What you need to do: Write out everything from the start of the material below down to the line containing "391,443,584,673", keeping each line the same as in the original.

* start *

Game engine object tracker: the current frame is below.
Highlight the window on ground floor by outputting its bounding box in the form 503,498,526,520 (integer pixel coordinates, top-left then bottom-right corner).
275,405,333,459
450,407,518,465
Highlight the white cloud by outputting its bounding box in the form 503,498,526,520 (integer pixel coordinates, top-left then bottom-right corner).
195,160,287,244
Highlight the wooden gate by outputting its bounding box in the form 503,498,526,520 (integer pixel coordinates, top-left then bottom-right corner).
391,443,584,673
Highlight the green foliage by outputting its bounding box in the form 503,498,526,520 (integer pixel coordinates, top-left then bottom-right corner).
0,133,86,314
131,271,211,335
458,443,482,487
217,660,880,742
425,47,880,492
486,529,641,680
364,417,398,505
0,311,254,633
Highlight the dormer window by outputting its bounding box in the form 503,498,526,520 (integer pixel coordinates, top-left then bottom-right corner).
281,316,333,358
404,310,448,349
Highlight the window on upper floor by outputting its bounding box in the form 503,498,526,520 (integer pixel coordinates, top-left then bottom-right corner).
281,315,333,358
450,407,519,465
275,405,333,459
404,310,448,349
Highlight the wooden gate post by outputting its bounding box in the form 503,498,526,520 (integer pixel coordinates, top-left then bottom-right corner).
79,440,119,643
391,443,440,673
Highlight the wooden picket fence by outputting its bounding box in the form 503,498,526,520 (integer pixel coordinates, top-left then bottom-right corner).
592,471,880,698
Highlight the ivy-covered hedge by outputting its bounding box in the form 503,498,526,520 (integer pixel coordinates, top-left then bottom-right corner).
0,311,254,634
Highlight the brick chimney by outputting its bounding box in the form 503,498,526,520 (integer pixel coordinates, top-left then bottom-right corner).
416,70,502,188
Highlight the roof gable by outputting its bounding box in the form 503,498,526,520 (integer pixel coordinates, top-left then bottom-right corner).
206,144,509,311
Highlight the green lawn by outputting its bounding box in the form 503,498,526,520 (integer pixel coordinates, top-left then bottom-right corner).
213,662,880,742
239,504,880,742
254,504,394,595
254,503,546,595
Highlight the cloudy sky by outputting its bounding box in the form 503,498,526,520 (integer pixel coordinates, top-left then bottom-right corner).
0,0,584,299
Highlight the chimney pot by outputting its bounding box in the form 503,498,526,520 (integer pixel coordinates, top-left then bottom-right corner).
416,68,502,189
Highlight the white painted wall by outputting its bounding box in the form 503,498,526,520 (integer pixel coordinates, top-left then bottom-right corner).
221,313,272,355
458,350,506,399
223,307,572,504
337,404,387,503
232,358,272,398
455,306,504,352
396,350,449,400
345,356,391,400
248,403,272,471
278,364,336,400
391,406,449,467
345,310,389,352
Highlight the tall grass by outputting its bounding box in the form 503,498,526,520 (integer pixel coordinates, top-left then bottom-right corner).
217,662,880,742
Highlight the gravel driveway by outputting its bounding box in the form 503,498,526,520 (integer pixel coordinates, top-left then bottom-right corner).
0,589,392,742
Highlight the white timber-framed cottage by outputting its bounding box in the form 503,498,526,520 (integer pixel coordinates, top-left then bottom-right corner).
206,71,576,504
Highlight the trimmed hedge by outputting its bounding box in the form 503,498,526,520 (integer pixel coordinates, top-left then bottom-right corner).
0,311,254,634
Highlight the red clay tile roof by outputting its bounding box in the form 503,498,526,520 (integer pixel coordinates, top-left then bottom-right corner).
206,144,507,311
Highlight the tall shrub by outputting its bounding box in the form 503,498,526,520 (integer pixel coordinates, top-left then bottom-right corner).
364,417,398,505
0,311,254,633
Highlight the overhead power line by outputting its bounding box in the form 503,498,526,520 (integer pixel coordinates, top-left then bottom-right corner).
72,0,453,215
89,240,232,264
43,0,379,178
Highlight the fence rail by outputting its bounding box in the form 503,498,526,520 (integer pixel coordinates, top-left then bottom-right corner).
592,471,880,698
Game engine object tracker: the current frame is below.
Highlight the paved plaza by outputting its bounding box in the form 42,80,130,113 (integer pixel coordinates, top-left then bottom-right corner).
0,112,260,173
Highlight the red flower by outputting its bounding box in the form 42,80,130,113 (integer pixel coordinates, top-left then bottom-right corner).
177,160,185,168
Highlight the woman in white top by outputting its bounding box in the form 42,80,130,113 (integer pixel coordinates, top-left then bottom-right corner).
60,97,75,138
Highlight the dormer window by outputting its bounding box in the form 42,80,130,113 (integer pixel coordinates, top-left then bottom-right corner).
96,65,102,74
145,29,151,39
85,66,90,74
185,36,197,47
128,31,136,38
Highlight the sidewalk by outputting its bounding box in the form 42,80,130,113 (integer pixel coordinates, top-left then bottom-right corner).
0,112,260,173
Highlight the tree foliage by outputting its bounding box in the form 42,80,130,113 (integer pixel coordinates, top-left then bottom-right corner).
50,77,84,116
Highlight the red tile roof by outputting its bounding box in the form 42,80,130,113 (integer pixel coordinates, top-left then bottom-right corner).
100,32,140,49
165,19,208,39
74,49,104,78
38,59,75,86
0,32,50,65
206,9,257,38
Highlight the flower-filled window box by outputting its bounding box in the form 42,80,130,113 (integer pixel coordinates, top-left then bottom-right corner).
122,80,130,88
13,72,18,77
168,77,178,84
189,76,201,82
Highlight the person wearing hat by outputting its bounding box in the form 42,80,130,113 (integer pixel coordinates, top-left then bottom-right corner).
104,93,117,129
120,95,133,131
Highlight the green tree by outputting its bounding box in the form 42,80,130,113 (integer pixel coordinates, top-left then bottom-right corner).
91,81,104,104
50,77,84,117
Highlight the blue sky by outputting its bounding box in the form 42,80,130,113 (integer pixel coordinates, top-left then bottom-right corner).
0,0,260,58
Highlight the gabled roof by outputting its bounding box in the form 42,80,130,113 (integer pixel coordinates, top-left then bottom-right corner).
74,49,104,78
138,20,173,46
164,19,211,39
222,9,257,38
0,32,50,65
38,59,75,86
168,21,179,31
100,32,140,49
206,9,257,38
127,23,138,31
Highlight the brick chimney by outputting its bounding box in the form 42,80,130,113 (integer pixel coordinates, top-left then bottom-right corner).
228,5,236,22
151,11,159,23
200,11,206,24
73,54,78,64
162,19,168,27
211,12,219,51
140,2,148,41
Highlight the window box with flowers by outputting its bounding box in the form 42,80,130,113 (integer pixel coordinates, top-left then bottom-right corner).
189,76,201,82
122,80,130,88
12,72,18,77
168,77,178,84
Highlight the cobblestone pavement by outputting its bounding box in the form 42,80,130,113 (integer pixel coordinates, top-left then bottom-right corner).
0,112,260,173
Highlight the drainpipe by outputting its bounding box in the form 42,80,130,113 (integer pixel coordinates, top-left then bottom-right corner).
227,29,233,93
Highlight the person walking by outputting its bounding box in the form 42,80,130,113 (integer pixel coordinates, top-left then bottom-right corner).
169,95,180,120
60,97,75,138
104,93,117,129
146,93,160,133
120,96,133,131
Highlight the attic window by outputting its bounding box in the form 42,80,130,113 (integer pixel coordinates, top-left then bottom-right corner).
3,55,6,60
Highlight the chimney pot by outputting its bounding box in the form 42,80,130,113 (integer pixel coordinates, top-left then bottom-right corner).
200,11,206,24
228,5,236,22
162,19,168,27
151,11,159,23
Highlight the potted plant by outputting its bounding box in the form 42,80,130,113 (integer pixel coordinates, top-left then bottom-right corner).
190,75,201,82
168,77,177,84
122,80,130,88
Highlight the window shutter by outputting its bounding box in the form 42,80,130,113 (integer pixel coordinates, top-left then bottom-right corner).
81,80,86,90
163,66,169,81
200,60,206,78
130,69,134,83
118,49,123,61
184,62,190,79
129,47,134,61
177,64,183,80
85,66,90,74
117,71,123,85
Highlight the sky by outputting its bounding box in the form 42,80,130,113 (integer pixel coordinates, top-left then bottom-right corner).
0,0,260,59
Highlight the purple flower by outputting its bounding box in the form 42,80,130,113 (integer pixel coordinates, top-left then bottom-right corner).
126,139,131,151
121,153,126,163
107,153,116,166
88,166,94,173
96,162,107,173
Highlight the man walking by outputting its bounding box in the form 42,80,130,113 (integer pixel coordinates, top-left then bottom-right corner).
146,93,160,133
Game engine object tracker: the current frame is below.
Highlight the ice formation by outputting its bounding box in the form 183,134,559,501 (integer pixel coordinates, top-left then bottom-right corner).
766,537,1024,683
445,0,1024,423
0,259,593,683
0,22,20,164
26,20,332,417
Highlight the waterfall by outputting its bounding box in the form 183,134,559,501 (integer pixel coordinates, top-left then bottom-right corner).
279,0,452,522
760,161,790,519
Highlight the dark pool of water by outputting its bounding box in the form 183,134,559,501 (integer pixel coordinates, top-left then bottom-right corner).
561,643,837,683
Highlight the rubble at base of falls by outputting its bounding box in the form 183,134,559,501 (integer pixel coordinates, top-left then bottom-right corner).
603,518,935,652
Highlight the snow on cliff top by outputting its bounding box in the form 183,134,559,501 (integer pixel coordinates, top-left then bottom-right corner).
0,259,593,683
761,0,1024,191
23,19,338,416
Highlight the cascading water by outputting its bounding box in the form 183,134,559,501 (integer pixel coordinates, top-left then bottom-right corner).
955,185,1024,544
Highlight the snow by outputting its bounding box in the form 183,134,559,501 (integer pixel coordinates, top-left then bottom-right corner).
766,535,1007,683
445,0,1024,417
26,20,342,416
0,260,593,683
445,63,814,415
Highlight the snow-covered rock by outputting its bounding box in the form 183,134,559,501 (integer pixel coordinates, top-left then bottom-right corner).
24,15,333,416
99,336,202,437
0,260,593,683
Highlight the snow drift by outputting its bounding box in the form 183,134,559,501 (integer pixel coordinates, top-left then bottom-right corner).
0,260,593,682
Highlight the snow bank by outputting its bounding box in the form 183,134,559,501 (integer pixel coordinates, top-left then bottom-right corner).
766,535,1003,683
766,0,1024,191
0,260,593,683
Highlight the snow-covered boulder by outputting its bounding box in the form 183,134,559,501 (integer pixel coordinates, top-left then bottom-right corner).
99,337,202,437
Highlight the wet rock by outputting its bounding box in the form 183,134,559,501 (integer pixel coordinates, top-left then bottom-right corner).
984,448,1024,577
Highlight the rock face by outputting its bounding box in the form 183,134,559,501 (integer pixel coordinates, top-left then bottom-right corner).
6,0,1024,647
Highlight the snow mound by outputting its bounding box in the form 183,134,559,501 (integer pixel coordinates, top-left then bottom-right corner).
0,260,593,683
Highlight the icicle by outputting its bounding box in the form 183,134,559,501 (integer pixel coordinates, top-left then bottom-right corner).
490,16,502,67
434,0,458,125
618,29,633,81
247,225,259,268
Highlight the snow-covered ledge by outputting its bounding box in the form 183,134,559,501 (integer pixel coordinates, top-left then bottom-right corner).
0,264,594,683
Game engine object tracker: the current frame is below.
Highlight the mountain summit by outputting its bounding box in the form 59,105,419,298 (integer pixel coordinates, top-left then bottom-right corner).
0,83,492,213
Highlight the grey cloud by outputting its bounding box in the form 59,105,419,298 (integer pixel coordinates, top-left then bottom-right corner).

* end *

Result for this exercise:
Game engine object tracker: the current frame is below.
Highlight the window on ground floor by outputting its bounding box in the form 503,498,526,520 (integer pixel coordinates, top-left then bottom-right corner).
275,405,333,459
450,407,518,465
Highlight the white cloud by outputting its bounding box in the form 503,498,526,520 (integer pixel coordinates, top-left then bottom-right corner).
195,160,287,244
Highlight the wooden gate by outputting its bounding box in the form 503,498,526,520 (integer pixel coordinates, top-left then bottom-right corner).
391,443,584,673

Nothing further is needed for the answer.